> **EXERCISE**
Extract, word for word, the passage from "A new church" up to and including "in October 1872." in the text below on the history of Philadelphia's First Presbyterian Church.

> **TEXT SHOWN**
* * * * * * * * *

The First Presbyterian Church in the City of Philadelphia, also known as 'First Church', was organized around 1692. Religious services began in a building known as the "Barbadoes Warehouse", located on the northwest corner of Second and Chestnut Streets. For a time, both Baptists and Congregationalists shared this facility with the Presbyterians.

In 1704, the congregation moved to the south side of High Street (now Market Street) at the corner of Bank Street. Here the first Presbyterian church in Philadelphia was established. Then, in 1793, it was renovated and made more spacious and elegant. Twenty-seven years later it was abandoned, due to unsafe conditions and the encroachment of the surrounding business district.

A new church was erected at Washington Square (Seventh and Locust Streets). At this church, in 1837, came the formation of the New School Assembly, from which emerged the Second Church.

During the 1920s, the church decided to relocate again partially due to the decay of city's Old City historic area. In 1929, the congregation merged with Calvary Presbyterian Church and moved to Locust Street near Fifteenth Street. The merged congregation kept the name First Presbyterian Church.

When the historic First and Second Presbyterian Churches in the City of Philadelphia joined to form one church in 1949, the united congregation adopted the name of the First Church (founded in 1698) and occupied the fourth building of the Second Church (founded 1743). The architect Henry Augustus Sims designed the present building at 21st and Walnut Streets and attended the dedication in October 1872.

* * * * * * * * *

> **ENTRIES PROVIDED**
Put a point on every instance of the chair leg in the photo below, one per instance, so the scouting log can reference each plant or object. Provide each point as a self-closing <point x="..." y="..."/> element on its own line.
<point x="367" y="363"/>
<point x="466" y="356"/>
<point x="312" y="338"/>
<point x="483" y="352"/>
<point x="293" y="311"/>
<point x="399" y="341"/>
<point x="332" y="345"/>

* * * * * * * * *

> **YOUR SOLUTION**
A new church was erected at Washington Square (Seventh and Locust Streets). At this church, in 1837, came the formation of the New School Assembly, from which emerged the Second Church.

During the 1920s, the church decided to relocate again partially due to the decay of city's Old City historic area. In 1929, the congregation merged with Calvary Presbyterian Church and moved to Locust Street near Fifteenth Street. The merged congregation kept the name First Presbyterian Church.

When the historic First and Second Presbyterian Churches in the City of Philadelphia joined to form one church in 1949, the united congregation adopted the name of the First Church (founded in 1698) and occupied the fourth building of the Second Church (founded 1743). The architect Henry Augustus Sims designed the present building at 21st and Walnut Streets and attended the dedication in October 1872.